Pages

Friday, October 12, 2012

I Smell the Bread Rising

Every Wednesday for the last few weeks, I've baked multiple loaves of Italian bread.  Flour, water, oil, and salt are the recipe's ingredients, but then I sprinkle in a little garlic powder, rosemary, thyme, and oregano.  Sometimes my boys "help" me mix the ingredients and roll out the dough into circles after it's risen the first time.

As I sit here and smell the yeasty mixture rising, I think of a sermon I heard long ago, in a church I was only visiting for a day while spending time with my family in Connecticut.  The pastor spoke about one of Jesus' parables of the kingdom of heaven.
He told them another parable: "The kingdom of heaven is like yeast that a woman took and mixed in with three measures of flour until all of it was leavened." --Matthew 13:33
She talked about how the kingdom of Heaven is found in the ordinary events of daily life, such as a woman baking bread.  Many people today do not bake their own bread, and so this image is probably lost to much of the modern world.

▸ **DATA PROVIDED**

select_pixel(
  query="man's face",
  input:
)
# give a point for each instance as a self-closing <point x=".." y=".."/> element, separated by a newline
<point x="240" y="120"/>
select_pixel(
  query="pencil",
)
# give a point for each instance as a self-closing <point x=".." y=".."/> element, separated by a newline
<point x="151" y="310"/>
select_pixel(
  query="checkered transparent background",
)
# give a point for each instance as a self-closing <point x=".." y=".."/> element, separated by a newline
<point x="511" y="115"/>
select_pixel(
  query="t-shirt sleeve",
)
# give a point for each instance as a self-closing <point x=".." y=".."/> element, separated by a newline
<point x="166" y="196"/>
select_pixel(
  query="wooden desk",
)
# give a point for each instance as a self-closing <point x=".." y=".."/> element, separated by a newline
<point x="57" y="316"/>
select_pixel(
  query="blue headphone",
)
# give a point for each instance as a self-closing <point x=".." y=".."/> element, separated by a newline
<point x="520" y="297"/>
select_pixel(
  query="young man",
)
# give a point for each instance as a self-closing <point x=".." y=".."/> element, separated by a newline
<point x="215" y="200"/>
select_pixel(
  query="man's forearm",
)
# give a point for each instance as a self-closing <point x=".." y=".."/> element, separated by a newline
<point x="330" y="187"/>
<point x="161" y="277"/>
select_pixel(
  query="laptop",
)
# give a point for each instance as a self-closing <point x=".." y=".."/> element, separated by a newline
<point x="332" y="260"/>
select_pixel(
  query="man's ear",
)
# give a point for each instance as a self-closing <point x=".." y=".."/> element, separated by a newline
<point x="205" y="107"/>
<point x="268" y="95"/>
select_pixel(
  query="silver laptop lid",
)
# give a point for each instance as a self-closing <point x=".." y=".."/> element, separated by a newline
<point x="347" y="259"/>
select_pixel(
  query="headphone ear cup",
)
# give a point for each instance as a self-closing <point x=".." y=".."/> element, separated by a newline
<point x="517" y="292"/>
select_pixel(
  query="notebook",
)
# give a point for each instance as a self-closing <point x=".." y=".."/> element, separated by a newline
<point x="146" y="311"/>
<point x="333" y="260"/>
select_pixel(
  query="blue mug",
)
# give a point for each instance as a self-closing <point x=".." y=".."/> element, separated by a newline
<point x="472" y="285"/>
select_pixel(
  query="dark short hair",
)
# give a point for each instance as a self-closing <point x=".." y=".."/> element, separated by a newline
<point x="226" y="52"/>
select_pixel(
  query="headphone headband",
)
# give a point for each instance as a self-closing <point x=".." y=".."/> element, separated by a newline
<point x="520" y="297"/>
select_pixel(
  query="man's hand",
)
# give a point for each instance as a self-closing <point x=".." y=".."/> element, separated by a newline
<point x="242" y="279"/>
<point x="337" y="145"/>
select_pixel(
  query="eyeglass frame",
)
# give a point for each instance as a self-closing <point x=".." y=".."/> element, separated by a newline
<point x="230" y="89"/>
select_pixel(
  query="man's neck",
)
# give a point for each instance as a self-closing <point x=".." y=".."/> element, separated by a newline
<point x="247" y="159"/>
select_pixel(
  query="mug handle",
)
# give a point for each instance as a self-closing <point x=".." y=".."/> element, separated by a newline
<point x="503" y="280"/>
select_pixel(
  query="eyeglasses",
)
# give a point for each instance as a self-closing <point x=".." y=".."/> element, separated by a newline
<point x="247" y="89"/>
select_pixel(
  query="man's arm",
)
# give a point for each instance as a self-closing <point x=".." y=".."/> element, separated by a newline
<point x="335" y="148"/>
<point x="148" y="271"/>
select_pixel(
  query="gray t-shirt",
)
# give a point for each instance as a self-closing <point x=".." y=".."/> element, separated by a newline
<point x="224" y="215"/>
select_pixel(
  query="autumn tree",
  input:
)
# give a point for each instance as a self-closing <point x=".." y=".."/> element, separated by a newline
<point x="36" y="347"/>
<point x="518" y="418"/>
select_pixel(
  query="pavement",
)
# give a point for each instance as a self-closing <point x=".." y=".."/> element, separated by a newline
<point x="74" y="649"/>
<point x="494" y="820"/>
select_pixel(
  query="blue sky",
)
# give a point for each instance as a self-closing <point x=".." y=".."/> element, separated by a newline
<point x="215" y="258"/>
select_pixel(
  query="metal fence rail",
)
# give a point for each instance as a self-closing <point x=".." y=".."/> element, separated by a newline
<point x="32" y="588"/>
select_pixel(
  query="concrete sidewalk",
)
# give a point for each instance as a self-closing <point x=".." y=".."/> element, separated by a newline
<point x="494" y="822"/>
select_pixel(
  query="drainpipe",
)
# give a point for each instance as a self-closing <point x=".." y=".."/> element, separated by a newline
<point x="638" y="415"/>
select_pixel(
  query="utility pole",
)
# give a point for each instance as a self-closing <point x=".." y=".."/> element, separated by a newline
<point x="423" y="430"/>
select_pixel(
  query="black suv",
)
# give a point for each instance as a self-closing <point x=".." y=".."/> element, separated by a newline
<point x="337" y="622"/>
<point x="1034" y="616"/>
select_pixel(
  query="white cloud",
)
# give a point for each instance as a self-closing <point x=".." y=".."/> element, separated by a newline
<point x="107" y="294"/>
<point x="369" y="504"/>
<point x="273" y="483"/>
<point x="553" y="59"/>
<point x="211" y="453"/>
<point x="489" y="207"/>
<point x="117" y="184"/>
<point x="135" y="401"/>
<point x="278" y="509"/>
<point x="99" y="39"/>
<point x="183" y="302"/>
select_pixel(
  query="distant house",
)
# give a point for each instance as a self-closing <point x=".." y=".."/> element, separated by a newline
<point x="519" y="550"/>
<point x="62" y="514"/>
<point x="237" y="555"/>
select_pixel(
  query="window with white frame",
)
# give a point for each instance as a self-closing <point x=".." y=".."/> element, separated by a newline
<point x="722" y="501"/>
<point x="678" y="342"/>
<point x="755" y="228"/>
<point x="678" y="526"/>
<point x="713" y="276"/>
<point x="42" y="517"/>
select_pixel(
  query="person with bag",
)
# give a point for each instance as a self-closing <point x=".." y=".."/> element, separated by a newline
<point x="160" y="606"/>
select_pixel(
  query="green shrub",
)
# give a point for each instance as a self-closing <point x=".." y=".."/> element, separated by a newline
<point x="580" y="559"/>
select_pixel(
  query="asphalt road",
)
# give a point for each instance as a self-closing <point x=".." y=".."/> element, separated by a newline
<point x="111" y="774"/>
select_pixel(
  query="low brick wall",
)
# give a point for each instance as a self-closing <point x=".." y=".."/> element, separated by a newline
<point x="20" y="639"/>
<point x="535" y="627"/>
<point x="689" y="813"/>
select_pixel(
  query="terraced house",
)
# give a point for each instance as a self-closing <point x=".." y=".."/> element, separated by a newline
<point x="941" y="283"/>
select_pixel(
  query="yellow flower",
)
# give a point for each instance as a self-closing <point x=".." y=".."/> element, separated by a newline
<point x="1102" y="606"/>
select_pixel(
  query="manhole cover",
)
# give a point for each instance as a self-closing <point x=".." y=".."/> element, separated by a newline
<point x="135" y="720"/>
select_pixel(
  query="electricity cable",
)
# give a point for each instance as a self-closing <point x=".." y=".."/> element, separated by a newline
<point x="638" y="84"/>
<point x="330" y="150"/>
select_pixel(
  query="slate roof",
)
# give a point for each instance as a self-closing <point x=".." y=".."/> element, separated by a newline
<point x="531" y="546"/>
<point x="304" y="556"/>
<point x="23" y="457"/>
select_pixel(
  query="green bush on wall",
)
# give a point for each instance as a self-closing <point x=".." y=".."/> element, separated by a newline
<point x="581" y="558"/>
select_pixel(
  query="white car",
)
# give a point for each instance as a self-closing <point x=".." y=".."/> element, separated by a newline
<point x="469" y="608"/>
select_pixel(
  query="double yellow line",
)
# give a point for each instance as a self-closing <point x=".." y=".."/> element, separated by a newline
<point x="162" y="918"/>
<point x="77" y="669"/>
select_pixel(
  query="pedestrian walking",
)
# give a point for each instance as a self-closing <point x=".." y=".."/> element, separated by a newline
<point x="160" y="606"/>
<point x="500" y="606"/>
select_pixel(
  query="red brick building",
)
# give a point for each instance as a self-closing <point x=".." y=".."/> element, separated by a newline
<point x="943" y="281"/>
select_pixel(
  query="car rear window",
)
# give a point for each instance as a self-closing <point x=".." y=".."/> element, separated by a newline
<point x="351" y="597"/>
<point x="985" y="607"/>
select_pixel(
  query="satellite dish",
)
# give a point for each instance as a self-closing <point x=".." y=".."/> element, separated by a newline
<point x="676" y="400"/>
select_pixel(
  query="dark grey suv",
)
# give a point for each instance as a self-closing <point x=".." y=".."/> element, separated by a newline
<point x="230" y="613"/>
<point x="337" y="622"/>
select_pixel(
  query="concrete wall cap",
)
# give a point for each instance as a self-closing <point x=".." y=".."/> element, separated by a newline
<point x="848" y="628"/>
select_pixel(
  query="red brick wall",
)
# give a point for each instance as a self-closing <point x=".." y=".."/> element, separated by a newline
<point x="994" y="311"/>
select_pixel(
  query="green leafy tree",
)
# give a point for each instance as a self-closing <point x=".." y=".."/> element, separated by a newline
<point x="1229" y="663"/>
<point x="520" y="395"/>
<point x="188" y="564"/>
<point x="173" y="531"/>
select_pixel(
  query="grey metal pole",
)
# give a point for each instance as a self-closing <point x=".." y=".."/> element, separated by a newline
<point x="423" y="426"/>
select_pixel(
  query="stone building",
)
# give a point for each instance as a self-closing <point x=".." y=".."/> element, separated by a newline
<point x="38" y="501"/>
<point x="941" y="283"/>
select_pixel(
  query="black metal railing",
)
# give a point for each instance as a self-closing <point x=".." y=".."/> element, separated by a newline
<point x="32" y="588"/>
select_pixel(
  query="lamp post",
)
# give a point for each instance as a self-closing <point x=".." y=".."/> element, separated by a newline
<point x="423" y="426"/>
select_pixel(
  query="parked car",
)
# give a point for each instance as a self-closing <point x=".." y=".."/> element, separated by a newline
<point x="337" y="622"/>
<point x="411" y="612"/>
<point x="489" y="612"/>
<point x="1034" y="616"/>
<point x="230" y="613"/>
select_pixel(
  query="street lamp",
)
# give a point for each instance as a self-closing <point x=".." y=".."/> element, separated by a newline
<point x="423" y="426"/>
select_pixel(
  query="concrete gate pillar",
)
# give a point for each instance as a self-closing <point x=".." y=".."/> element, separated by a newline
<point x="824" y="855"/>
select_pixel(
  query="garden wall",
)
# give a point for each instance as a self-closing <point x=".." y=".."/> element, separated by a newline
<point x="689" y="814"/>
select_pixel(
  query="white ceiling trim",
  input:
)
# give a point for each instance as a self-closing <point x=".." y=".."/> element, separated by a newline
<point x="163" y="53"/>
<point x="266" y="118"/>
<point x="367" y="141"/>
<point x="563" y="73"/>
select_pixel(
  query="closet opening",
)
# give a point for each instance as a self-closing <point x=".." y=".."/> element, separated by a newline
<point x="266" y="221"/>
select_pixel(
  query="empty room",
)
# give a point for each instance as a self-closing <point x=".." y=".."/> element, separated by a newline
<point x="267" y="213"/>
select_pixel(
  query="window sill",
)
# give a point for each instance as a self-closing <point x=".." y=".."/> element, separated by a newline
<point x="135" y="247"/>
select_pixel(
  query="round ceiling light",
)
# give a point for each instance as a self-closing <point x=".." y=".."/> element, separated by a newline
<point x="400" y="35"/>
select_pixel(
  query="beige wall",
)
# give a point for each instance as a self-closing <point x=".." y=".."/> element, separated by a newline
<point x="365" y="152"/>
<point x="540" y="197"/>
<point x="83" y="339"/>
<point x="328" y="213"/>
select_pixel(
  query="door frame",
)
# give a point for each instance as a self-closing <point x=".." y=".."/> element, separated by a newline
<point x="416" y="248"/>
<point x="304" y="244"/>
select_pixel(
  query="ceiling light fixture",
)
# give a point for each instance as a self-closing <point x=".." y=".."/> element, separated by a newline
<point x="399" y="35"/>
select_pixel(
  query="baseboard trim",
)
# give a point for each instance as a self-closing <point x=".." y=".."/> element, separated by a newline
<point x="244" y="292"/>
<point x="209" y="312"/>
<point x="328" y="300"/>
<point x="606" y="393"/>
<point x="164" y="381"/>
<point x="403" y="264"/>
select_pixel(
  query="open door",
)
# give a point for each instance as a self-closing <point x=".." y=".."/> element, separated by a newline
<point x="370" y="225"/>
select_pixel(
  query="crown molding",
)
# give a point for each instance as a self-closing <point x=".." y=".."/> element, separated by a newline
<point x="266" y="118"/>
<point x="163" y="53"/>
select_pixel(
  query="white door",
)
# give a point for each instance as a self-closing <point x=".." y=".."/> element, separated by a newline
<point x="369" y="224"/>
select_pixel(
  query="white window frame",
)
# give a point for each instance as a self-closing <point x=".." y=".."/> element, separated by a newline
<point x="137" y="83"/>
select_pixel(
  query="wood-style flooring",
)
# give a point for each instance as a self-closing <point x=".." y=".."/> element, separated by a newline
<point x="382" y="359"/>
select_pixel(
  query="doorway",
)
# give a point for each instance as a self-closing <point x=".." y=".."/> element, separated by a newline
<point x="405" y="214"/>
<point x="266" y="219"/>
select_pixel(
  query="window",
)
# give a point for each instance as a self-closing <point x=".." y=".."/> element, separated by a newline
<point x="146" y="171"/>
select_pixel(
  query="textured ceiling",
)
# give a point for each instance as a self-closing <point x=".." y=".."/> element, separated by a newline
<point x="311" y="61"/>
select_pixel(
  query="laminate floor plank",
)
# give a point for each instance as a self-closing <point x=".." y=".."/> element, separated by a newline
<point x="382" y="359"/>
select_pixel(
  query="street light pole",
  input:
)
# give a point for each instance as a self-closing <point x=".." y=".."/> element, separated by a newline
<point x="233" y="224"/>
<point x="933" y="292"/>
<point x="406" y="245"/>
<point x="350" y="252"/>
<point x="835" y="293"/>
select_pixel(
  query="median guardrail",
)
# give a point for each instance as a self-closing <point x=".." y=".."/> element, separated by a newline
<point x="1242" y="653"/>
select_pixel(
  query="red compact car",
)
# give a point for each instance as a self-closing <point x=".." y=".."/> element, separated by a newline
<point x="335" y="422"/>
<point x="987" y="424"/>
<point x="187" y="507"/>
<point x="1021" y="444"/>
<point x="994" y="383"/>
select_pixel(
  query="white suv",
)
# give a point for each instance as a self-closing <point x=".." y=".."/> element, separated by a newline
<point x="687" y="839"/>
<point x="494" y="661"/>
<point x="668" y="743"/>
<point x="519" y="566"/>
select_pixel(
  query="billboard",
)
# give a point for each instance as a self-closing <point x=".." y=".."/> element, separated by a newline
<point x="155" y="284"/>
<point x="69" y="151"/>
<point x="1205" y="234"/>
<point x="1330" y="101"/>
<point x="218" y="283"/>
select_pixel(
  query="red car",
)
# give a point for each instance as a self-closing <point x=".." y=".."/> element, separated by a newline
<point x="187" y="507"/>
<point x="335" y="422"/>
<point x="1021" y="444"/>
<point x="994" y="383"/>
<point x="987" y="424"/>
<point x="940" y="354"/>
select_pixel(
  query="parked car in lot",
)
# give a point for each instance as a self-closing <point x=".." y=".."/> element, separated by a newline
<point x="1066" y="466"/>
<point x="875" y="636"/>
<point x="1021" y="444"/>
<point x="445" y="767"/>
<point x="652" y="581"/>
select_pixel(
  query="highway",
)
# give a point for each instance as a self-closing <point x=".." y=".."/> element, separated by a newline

▸ **TASK SET**
1) According to the bread-baking post above, which seasonings does the writer sprinkle into the Italian bread dough?
2) Carry on the post about baking Italian bread, picking up after its final sentence.

▸ **RESPONSES FOR EACH TASK**
1) Garlic powder, rosemary, thyme, and oregano.

2)
But I love it.  I love that God is present in the everyday events of life, that in baking bread I can think about ways in which the kingdom permeates our world and culture without us even taking notice of it.  Because isn't that the point of the parable?  Do we see each grain of yeast in the dough?  No.  But we can see its results.  We have to use one of our other senses, the sense of smell, to know it is there.  Likewise, sometimes, even though we may not be able to see the kingdom of God, we can sense it in other ways.

How do you see the results of the kingdom that you didn't know were there initially?  In what ordinary ways in your everyday life do you encounter God?

5 comments:

Joanne Kaminski said...

Being present. I find that when I am super busy, I can't connect with God. I find that when I am just present in my everyday activities that I can.

Brenda Spandrio said...

I, too, bake bread. Love the imagery you share, as well as your thought about "permeating" our world and culture. Thanks for the post!

Kelly J Youngblood said...

Yeah super busyness is hard. In a class I'm taking at church on Wednesday nights, we start out with about five minutes of silence. It is often the only time I really feel like I can just relax like that.

Kelly J Youngblood said...

It's funny, I love making bread, but I rarely ever make bread for toast or sandwiches. For me it's usually Italian bread or beer bread (SO easy!) or challah. Ironically, when I had a bread machine, I never used it. After I got rid of it when we moved the first time, I started baking bread. I never did replace it but I like doing all of it without the machine anyway.

Stephanie LH Calahan said...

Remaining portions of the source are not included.